# [Breve esercizio A]
Ricopia per intero e senza alcuna modifica il testo su Guareschi e Charlie Hebdo riportato qui sotto.

# [Brano da leggere]
Charlie Hebdo. La solidarietà pelosa dell’Italia che mise in galera il giornalista Guareschi

guareschicharlieCaro direttore,

l’Italia repubblicana arrestò Giovannino Guareschi e ancora fa finta di nulla. Fa finta di nulla nella celebrazione a corpo appena raffreddato dell’orrenda strage parigina, quella mattanza avvenuta nel giornale satirico Charlie Hebdo e che dal punto di vista istituzionale ha sentito pronunciare le parole sussiegose e di distinguo del presidente del ramo cadetto del Parlamento, Laura Boldrini: “Non possiamo confondere musulmani con terroristi”. Siamo questa roba qua, e lo siamo, come sempre, nel peggiore e grottesco dei modi. Lo siamo quando invochiamo a gran voce la libertà di parola, di espressione, di satira, e il più grande genio della satira nostrana, Guareschi appunto, lo abbiamo chiuso 8 mesi in galera per vilipendio del Capo dello Stato, Luigi Einaudi per la precisione. Era forse un’altra Italia ed erano altri anni. Erano i Cinquanta del boom, il fondamentalismo di matrice islamica manco sapevamo cosa fosse, sui giornali campeggiavano le dispute tra PCI e DC e non c’era un titolo che non recasse la parola “Fiat”. Cambiano gli usi, i costumi, le necessità.

# [Breve esercizio B]
In quante righe dell'elenco che segue compare la stringa "query"? Rispondi con il solo numero, distinguendo tra maiuscole e minuscole.

# [Voci del dataset memorizzate]
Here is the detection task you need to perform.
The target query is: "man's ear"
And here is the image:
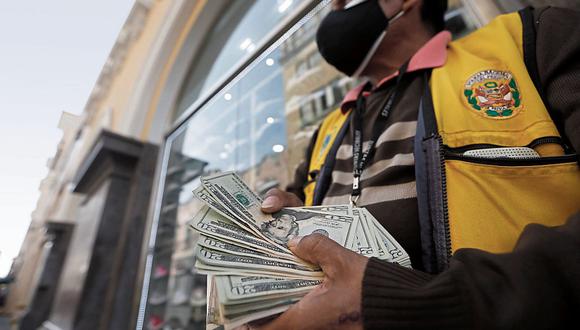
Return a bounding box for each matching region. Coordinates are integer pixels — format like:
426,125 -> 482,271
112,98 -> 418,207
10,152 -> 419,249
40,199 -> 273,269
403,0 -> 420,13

* * *

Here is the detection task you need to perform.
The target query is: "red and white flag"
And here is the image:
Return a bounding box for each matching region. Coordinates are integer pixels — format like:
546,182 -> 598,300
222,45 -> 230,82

# [Risposta completa A]
Charlie Hebdo. La solidarietà pelosa dell’Italia che mise in galera il giornalista Guareschi

guareschicharlieCaro direttore,

l’Italia repubblicana arrestò Giovannino Guareschi e ancora fa finta di nulla. Fa finta di nulla nella celebrazione a corpo appena raffreddato dell’orrenda strage parigina, quella mattanza avvenuta nel giornale satirico Charlie Hebdo e che dal punto di vista istituzionale ha sentito pronunciare le parole sussiegose e di distinguo del presidente del ramo cadetto del Parlamento, Laura Boldrini: “Non possiamo confondere musulmani con terroristi”. Siamo questa roba qua, e lo siamo, come sempre, nel peggiore e grottesco dei modi. Lo siamo quando invochiamo a gran voce la libertà di parola, di espressione, di satira, e il più grande genio della satira nostrana, Guareschi appunto, lo abbiamo chiuso 8 mesi in galera per vilipendio del Capo dello Stato, Luigi Einaudi per la precisione. Era forse un’altra Italia ed erano altri anni. Erano i Cinquanta del boom, il fondamentalismo di matrice islamica manco sapevamo cosa fosse, sui giornali campeggiavano le dispute tra PCI e DC e non c’era un titolo che non recasse la parola “Fiat”. Cambiano gli usi, i costumi, le necessità.

# [Risposta completa B]
2